Given records:
Begin
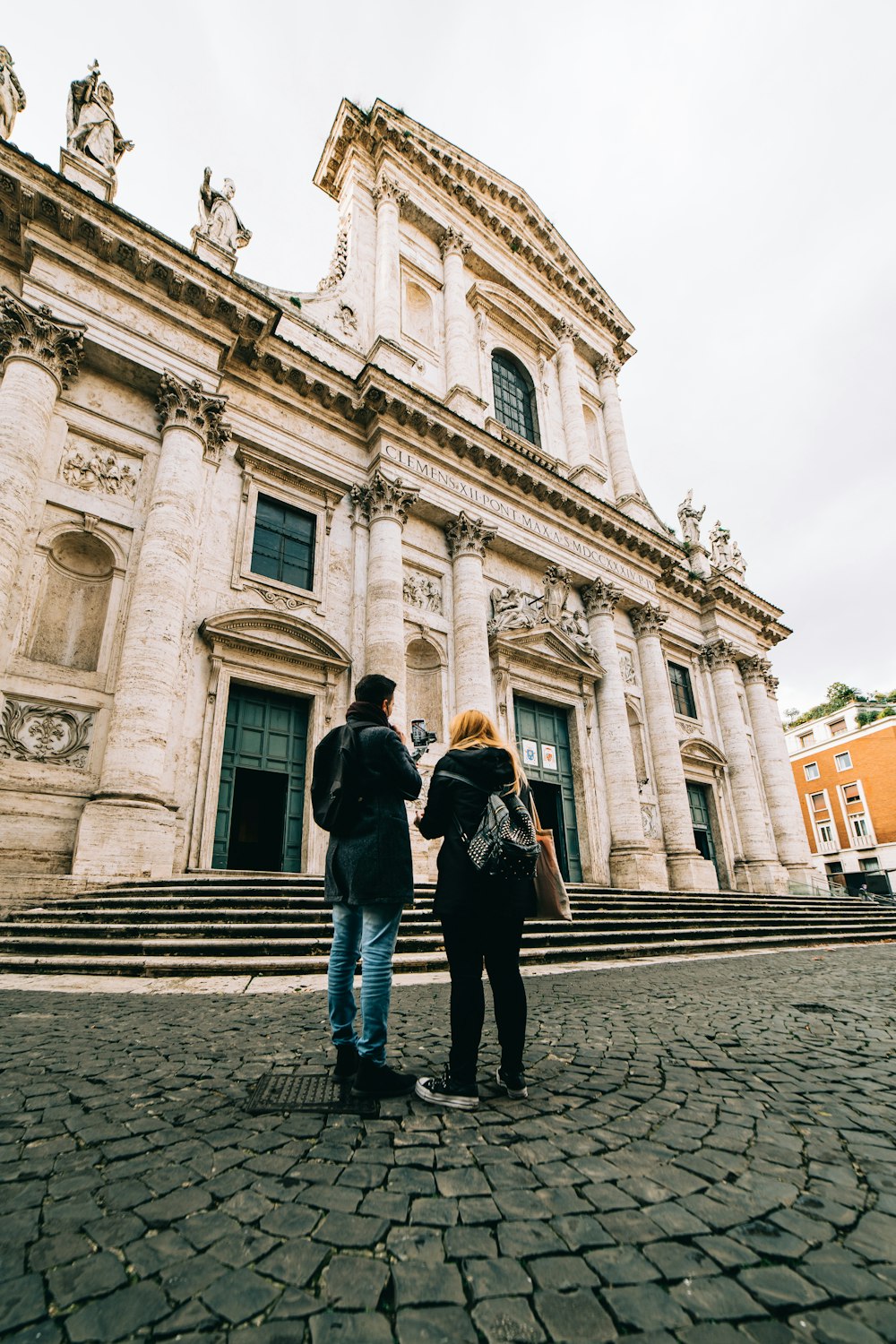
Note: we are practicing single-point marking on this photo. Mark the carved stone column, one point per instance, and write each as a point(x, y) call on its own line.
point(625, 483)
point(40, 358)
point(759, 868)
point(128, 828)
point(632, 863)
point(774, 762)
point(466, 539)
point(688, 870)
point(575, 433)
point(387, 287)
point(386, 505)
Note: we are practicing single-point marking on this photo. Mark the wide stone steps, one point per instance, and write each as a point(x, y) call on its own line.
point(249, 924)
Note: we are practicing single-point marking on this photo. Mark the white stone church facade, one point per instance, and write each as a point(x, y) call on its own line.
point(222, 503)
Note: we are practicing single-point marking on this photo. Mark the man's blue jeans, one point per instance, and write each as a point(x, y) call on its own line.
point(373, 930)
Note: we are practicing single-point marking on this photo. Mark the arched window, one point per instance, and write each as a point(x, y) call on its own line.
point(513, 395)
point(74, 596)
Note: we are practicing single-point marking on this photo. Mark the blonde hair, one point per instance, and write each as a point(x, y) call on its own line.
point(473, 728)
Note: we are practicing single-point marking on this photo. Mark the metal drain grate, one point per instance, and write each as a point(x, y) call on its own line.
point(285, 1089)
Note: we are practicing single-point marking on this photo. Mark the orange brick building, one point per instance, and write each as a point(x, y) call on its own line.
point(845, 777)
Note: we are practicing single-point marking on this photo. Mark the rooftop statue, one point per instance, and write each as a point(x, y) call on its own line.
point(13, 99)
point(91, 128)
point(218, 220)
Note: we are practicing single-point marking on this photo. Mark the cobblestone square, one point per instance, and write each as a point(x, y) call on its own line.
point(708, 1153)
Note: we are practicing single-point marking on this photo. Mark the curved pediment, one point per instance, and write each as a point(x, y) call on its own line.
point(276, 634)
point(547, 650)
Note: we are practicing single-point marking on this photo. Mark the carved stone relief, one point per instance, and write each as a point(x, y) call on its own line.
point(99, 470)
point(48, 734)
point(424, 591)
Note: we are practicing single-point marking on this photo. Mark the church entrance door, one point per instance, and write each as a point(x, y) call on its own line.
point(543, 741)
point(263, 782)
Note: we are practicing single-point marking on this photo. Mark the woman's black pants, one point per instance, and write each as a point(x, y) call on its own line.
point(492, 937)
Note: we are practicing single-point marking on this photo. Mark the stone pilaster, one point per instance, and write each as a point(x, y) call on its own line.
point(625, 483)
point(777, 773)
point(386, 504)
point(387, 287)
point(129, 825)
point(40, 357)
point(466, 540)
point(688, 870)
point(759, 868)
point(632, 862)
point(573, 429)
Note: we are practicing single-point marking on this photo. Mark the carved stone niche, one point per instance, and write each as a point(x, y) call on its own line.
point(46, 734)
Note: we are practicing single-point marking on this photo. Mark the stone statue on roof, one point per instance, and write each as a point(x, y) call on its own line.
point(91, 128)
point(13, 99)
point(218, 220)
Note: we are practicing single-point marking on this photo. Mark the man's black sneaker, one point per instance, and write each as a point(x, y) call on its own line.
point(381, 1081)
point(446, 1091)
point(347, 1061)
point(512, 1083)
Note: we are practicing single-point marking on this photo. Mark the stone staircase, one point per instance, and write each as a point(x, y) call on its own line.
point(231, 924)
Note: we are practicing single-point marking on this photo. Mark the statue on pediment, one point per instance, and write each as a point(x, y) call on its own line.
point(689, 519)
point(218, 220)
point(13, 99)
point(91, 128)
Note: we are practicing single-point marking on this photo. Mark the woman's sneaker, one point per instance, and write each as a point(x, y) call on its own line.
point(446, 1091)
point(512, 1083)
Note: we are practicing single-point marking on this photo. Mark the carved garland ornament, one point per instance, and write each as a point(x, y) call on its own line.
point(34, 333)
point(47, 734)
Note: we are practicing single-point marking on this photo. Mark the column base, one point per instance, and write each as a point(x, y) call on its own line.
point(638, 870)
point(689, 873)
point(761, 876)
point(125, 838)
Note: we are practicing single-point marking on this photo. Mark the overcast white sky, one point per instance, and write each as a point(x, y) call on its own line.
point(724, 169)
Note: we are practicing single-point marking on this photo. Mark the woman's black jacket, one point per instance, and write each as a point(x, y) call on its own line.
point(461, 889)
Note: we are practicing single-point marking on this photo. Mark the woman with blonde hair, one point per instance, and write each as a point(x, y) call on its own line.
point(481, 916)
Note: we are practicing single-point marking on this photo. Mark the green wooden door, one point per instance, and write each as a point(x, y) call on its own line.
point(543, 741)
point(265, 733)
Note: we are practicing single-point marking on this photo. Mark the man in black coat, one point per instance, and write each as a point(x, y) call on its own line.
point(370, 879)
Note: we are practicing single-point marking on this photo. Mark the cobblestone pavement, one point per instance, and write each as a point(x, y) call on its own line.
point(707, 1155)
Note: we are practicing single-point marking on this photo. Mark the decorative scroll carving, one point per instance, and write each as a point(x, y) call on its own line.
point(648, 620)
point(512, 609)
point(34, 333)
point(188, 406)
point(99, 472)
point(382, 497)
point(424, 591)
point(468, 535)
point(339, 261)
point(452, 241)
point(48, 734)
point(13, 99)
point(626, 667)
point(600, 599)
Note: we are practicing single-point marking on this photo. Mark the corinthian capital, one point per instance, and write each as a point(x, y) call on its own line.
point(719, 653)
point(34, 333)
point(606, 367)
point(387, 188)
point(564, 330)
point(755, 669)
point(600, 599)
point(188, 406)
point(382, 497)
point(452, 241)
point(468, 535)
point(648, 620)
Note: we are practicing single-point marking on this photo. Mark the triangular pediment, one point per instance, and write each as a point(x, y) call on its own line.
point(546, 648)
point(274, 634)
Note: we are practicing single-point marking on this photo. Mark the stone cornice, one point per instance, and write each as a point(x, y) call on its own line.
point(487, 196)
point(34, 333)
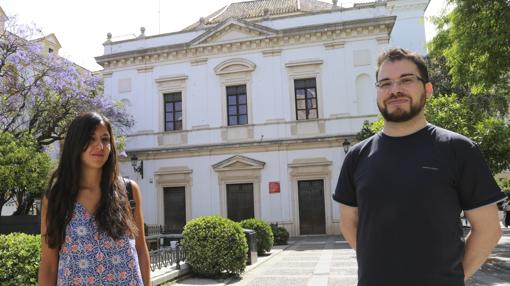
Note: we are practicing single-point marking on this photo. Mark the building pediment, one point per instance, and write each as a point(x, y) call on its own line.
point(238, 162)
point(233, 30)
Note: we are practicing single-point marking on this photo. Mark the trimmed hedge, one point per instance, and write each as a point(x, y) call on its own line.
point(265, 237)
point(281, 235)
point(214, 245)
point(19, 259)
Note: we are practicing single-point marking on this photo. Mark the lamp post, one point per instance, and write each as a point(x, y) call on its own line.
point(138, 168)
point(346, 145)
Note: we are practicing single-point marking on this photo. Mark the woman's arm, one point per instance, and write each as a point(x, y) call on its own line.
point(48, 266)
point(141, 245)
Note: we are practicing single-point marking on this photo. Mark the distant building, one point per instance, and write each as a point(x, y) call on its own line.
point(245, 112)
point(50, 45)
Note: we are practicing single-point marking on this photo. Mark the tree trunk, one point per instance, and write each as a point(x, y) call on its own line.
point(25, 204)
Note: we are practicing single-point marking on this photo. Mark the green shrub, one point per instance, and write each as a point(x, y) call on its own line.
point(281, 235)
point(214, 246)
point(264, 233)
point(19, 259)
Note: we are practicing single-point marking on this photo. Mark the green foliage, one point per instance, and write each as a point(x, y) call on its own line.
point(490, 132)
point(19, 259)
point(370, 128)
point(504, 184)
point(23, 168)
point(281, 235)
point(265, 238)
point(214, 246)
point(475, 39)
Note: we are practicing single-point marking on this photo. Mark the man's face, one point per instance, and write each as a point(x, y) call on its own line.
point(402, 95)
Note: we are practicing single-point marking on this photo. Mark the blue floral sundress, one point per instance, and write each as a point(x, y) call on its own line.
point(90, 257)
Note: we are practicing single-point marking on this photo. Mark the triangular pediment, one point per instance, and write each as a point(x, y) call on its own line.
point(233, 30)
point(238, 162)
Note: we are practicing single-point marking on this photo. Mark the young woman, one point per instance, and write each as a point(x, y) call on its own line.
point(89, 234)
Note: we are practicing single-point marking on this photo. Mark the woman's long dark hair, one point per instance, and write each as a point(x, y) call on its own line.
point(113, 215)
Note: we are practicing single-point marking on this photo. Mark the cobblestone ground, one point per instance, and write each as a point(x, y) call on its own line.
point(321, 260)
point(329, 261)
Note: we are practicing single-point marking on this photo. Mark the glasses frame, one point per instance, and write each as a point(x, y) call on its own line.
point(398, 82)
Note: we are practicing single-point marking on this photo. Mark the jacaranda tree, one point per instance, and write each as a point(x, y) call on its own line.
point(40, 93)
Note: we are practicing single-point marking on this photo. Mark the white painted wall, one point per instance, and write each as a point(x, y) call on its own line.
point(346, 82)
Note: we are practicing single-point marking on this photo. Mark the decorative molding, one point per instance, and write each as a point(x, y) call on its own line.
point(238, 162)
point(171, 78)
point(180, 176)
point(318, 142)
point(272, 52)
point(342, 31)
point(200, 61)
point(145, 69)
point(304, 63)
point(334, 45)
point(311, 169)
point(235, 170)
point(250, 29)
point(383, 40)
point(237, 65)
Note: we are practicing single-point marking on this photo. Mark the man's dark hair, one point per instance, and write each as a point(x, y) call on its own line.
point(398, 54)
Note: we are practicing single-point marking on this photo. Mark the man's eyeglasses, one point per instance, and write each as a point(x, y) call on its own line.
point(404, 81)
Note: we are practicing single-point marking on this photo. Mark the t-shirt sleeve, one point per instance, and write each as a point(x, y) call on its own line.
point(476, 185)
point(345, 191)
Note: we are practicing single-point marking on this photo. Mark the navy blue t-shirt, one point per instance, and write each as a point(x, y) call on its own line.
point(409, 192)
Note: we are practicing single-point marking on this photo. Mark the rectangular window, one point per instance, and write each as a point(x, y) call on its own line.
point(173, 111)
point(174, 199)
point(237, 111)
point(240, 204)
point(305, 91)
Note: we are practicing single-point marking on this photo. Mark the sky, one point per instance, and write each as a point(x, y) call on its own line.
point(81, 25)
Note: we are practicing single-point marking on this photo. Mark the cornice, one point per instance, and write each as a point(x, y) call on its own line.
point(242, 147)
point(304, 63)
point(289, 37)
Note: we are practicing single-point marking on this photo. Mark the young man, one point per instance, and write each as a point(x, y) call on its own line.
point(401, 191)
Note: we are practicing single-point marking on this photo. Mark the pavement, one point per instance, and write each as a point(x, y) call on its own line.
point(329, 261)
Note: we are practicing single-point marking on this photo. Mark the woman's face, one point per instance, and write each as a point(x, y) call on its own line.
point(98, 149)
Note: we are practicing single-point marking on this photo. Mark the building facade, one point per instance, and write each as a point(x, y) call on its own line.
point(245, 112)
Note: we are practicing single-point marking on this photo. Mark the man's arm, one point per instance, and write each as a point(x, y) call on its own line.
point(485, 234)
point(349, 224)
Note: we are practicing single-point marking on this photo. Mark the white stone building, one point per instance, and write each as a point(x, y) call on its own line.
point(245, 112)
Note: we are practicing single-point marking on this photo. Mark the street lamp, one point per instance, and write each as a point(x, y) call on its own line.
point(346, 145)
point(138, 168)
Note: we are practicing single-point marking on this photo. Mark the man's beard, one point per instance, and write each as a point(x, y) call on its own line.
point(400, 115)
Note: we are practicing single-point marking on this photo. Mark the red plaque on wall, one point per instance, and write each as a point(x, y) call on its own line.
point(274, 187)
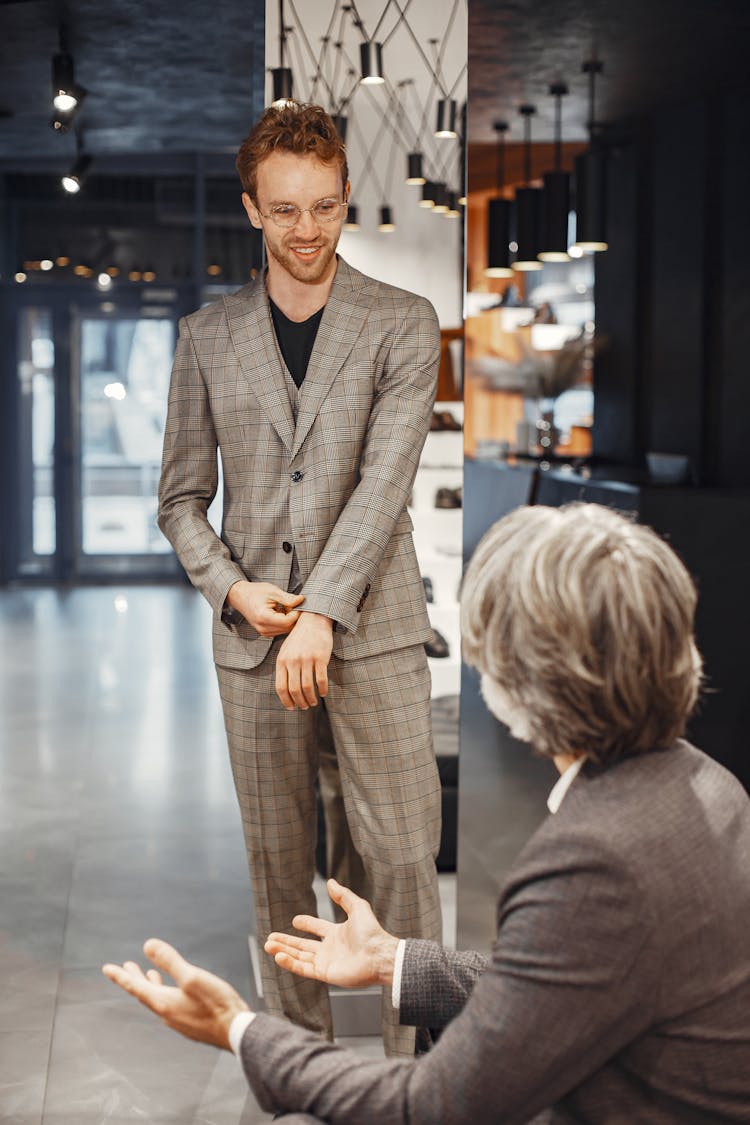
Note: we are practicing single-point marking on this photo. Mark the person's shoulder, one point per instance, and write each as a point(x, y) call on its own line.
point(219, 308)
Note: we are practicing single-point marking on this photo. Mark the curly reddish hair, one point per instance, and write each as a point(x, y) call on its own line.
point(292, 127)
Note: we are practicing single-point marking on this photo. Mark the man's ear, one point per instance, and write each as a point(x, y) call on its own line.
point(252, 210)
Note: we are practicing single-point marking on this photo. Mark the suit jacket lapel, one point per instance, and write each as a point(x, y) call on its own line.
point(340, 327)
point(252, 333)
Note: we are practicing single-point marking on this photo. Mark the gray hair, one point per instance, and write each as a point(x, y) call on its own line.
point(585, 619)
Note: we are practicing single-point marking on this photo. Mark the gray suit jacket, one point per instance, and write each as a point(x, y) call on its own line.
point(334, 483)
point(617, 990)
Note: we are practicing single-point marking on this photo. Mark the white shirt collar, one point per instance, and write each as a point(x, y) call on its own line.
point(562, 784)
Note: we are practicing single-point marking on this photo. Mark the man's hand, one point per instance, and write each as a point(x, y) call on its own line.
point(201, 1007)
point(270, 610)
point(352, 954)
point(303, 662)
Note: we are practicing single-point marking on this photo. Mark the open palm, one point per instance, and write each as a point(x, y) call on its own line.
point(351, 954)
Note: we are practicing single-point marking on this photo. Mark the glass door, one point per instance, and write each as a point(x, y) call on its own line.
point(122, 361)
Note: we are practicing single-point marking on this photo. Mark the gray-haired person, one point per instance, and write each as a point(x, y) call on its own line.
point(619, 986)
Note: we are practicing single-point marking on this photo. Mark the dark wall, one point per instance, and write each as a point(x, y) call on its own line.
point(672, 291)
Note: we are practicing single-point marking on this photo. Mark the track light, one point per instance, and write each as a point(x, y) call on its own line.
point(74, 179)
point(371, 63)
point(498, 217)
point(446, 111)
point(386, 225)
point(65, 92)
point(414, 169)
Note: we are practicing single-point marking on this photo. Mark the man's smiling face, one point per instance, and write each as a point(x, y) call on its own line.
point(307, 250)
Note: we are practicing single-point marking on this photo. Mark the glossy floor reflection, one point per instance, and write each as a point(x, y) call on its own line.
point(118, 821)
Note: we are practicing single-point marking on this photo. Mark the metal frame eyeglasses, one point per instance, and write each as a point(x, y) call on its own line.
point(288, 215)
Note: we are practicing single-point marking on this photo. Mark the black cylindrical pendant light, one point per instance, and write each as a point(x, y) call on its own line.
point(592, 179)
point(386, 224)
point(371, 63)
point(446, 111)
point(428, 191)
point(498, 217)
point(441, 199)
point(414, 173)
point(557, 192)
point(529, 207)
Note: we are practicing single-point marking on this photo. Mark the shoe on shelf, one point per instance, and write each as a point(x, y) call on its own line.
point(444, 421)
point(437, 647)
point(449, 497)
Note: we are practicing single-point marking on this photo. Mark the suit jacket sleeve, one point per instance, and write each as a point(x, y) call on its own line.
point(572, 979)
point(436, 983)
point(397, 429)
point(189, 478)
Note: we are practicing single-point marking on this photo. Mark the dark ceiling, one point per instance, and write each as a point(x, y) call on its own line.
point(166, 79)
point(654, 52)
point(162, 79)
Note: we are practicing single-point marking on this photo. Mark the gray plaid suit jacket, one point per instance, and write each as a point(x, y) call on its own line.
point(617, 990)
point(334, 483)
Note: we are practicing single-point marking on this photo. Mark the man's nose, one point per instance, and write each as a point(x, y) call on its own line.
point(307, 226)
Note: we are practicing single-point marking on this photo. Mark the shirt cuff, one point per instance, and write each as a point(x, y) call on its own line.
point(237, 1028)
point(396, 987)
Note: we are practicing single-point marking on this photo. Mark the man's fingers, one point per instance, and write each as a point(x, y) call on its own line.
point(166, 957)
point(342, 896)
point(296, 964)
point(322, 677)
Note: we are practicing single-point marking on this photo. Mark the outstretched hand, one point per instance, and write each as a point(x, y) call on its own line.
point(201, 1007)
point(352, 954)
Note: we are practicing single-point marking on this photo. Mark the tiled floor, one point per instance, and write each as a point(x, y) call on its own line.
point(117, 821)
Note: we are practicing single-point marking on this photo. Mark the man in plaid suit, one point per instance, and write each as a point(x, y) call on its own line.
point(317, 385)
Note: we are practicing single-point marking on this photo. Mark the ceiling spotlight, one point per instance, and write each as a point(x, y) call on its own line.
point(64, 96)
point(74, 179)
point(62, 119)
point(446, 111)
point(386, 225)
point(371, 63)
point(414, 173)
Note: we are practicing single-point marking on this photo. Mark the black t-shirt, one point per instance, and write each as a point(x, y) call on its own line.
point(296, 340)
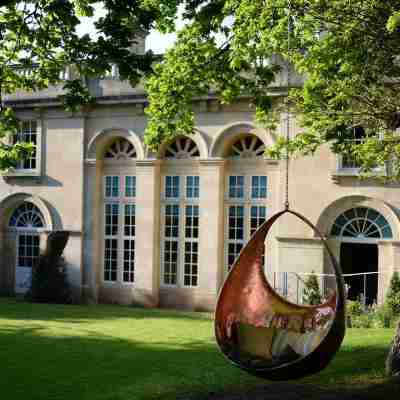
End
Required task: Swap "entrance door" for "main doorway" in the stretch of the listing from the line containing "Mark the church" through the line containing "point(263, 782)", then write out only those lines with everything else left as it is.

Expected answer:
Note: we are practicing single-point marking on this photo. Mark the church main doorway, one point per instance, and write each as a point(x, y) call on its own line.
point(543, 741)
point(263, 782)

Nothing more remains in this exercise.